- [What you should do]: Everything from the line containing "Where can you find the distant" to the final line of the records below should be given again exactly, and nothing else.

- [Input]:
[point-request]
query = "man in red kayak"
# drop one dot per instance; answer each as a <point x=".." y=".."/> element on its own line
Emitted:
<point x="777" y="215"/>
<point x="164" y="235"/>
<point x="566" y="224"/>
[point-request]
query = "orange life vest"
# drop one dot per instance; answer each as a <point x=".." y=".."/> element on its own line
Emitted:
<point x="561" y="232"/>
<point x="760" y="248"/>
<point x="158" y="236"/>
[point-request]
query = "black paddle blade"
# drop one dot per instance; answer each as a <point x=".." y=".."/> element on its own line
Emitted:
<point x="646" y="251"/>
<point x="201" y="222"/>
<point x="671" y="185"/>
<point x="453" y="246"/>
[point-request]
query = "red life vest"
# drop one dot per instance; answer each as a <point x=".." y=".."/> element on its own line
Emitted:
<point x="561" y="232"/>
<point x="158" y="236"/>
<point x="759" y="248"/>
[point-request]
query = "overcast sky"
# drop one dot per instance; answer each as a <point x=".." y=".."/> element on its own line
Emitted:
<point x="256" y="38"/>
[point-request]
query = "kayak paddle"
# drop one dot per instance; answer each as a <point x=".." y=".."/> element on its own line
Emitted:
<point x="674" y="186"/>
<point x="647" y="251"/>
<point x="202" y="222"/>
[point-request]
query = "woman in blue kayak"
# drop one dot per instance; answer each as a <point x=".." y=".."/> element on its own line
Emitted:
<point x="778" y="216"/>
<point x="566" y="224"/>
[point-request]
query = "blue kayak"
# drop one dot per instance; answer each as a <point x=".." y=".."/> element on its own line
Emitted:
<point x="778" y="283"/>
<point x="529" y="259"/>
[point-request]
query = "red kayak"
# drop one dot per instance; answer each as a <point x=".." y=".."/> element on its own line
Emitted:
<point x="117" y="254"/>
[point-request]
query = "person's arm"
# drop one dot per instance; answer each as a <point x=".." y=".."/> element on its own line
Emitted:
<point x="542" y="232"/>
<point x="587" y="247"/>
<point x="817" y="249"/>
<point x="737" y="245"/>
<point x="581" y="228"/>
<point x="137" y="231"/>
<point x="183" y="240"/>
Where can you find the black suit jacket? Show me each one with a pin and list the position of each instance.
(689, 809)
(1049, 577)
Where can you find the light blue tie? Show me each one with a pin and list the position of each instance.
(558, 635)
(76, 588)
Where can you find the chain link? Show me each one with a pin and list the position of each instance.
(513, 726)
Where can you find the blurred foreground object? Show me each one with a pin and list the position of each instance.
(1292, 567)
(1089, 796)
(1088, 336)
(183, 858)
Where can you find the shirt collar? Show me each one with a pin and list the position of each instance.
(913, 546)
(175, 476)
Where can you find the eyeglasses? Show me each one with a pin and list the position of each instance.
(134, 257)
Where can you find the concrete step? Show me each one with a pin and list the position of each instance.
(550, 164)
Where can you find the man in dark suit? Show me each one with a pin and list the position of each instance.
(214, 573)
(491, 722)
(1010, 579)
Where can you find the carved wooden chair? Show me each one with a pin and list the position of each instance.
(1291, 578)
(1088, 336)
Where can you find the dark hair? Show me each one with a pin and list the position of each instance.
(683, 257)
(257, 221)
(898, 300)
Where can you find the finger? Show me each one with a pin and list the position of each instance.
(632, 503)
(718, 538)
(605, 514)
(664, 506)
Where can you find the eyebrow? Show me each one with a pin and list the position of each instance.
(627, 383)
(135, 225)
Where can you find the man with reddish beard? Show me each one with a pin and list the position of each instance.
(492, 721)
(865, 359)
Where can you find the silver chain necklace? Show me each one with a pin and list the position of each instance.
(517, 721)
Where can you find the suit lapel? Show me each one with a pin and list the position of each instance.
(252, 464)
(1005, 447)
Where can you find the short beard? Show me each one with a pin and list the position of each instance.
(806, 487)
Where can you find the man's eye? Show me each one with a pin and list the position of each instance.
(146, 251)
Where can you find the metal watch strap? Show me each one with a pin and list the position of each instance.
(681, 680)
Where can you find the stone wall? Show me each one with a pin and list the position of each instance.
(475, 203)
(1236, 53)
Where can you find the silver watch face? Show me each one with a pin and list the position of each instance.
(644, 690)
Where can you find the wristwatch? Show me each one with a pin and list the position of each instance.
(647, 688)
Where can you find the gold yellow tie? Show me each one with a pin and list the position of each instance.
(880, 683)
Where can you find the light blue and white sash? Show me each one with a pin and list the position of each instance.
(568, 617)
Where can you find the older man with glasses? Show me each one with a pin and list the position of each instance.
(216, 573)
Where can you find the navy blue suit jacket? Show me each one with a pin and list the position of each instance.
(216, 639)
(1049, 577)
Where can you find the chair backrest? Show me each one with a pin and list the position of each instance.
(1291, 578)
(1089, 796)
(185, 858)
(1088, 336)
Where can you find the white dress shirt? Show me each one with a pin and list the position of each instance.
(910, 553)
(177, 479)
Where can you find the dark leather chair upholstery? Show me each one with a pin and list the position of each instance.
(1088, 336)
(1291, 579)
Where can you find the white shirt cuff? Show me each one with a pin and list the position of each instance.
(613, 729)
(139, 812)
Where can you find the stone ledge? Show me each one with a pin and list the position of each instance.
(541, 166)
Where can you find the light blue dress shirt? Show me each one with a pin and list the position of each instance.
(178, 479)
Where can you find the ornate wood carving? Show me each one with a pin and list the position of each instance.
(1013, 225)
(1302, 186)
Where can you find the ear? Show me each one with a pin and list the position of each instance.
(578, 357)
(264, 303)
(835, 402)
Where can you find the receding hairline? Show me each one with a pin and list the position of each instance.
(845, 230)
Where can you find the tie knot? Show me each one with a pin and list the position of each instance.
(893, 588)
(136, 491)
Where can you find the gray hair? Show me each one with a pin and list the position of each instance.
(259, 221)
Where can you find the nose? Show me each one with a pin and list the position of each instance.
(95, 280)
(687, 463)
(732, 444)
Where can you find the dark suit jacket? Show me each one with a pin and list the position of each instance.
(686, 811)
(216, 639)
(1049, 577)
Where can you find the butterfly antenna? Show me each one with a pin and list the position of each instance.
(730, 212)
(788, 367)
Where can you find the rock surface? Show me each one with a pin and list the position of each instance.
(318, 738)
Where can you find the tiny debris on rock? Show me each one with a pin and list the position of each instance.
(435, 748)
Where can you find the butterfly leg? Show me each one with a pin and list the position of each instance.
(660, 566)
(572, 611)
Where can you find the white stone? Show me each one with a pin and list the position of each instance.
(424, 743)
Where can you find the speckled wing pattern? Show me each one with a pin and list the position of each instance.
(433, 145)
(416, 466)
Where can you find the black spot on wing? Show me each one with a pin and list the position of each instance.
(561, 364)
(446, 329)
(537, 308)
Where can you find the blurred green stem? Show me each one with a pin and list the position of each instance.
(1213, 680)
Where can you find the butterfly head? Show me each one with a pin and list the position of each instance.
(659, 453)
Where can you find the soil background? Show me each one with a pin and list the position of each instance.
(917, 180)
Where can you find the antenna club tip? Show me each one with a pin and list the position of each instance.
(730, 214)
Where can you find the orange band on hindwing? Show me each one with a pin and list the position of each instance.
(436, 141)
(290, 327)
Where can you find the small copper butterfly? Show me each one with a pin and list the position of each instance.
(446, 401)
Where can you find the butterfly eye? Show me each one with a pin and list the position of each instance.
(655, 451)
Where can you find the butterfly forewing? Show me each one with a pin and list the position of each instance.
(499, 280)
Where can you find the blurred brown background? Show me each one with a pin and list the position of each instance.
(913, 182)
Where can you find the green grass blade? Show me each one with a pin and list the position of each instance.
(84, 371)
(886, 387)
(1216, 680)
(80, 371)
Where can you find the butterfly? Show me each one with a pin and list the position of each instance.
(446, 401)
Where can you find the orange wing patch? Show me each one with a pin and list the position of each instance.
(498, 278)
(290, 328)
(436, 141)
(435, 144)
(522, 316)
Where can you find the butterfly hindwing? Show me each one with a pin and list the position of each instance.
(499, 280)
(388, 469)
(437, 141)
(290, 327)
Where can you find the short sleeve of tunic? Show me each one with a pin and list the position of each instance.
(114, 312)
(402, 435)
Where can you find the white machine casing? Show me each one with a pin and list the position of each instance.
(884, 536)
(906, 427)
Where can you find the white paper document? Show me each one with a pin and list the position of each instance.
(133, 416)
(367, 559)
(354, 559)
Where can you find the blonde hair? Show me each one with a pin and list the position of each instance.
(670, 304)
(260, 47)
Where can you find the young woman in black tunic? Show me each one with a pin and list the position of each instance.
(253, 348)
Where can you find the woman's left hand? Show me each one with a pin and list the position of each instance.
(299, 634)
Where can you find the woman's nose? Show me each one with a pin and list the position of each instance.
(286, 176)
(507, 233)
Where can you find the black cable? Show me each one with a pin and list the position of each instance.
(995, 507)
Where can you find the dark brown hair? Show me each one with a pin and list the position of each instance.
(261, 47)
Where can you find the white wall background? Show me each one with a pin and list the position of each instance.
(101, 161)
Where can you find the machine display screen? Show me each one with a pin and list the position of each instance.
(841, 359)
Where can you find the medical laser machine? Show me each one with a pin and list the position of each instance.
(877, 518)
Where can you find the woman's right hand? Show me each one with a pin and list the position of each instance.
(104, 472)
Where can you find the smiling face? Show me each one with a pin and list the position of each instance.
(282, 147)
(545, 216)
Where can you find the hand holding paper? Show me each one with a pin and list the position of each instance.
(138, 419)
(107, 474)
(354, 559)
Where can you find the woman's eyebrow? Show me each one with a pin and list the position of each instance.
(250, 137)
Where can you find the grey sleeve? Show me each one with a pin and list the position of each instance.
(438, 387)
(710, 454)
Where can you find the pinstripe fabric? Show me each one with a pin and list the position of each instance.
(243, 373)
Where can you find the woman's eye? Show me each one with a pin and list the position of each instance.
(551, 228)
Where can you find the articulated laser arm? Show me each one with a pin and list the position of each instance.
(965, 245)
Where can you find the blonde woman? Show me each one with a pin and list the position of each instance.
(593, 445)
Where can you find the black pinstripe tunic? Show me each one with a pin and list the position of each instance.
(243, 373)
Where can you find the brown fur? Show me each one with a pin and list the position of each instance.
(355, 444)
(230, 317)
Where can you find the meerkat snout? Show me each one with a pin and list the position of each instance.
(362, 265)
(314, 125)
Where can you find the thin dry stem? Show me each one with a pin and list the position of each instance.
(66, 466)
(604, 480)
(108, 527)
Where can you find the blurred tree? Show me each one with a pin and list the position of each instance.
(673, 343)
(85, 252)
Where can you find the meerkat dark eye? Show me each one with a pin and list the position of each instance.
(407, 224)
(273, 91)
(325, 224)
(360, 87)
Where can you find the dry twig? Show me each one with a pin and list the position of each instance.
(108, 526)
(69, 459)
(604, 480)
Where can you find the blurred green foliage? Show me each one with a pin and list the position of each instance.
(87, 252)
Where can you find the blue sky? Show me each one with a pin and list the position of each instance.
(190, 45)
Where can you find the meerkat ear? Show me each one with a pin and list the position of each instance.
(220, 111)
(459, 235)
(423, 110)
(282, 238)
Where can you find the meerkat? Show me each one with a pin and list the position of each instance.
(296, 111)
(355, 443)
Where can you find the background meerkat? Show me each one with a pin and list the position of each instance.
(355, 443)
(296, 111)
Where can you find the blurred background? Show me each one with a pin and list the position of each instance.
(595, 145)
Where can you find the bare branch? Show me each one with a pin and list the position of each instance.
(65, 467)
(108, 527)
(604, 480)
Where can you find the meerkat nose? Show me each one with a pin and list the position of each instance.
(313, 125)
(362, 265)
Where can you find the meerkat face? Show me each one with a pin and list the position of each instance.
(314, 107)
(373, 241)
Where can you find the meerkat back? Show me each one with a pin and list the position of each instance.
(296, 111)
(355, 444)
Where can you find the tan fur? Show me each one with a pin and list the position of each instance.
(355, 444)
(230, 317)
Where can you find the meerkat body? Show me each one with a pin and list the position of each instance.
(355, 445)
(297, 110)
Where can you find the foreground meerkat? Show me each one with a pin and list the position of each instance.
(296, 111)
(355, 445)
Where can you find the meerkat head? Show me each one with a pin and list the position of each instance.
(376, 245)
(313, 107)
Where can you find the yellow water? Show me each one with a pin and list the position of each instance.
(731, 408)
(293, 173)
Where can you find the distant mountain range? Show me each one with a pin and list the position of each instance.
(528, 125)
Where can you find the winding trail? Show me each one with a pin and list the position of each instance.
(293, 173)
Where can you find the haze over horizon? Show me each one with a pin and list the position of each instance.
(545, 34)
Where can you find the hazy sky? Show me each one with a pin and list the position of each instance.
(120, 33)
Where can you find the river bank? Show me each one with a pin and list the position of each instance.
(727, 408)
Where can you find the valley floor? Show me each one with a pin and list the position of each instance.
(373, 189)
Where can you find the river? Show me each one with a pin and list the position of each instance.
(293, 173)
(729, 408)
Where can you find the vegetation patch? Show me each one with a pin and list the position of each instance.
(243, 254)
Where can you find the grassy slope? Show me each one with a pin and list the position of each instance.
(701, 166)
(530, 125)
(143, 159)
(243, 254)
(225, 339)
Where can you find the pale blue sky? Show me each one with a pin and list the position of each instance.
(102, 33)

- [Solution for this problem]:
Where can you find the distant mountain range? Show me each one with a pin and list the position of each instance.
(528, 125)
Where can you find the winding trail? Show me each one with a pin and list the position of each instance.
(293, 173)
Where can you find the haze over horizon? Show me each one with a pin and list the position of each instance.
(545, 34)
Where can you find the hazy sky? Show me each one with a pin and list the position of each instance.
(120, 33)
Where can you find the river bank? Show me each one with a pin and list the position of each instance.
(727, 408)
Where can you find the valley floor? Show me each one with a pin and list the position of each instance.
(373, 189)
Where can you find the river? Show me each one with a pin and list the position of each instance.
(293, 173)
(729, 408)
Where can you find the vegetation patch? Show me each one with a pin and list the position of each instance.
(243, 254)
Where can you find the grassy slope? Show me each one with a pin and list the position of each instance.
(701, 166)
(530, 125)
(143, 159)
(243, 254)
(225, 339)
Where can you find the pale blue sky? Show me each one with a pin and list the position of each instance.
(102, 33)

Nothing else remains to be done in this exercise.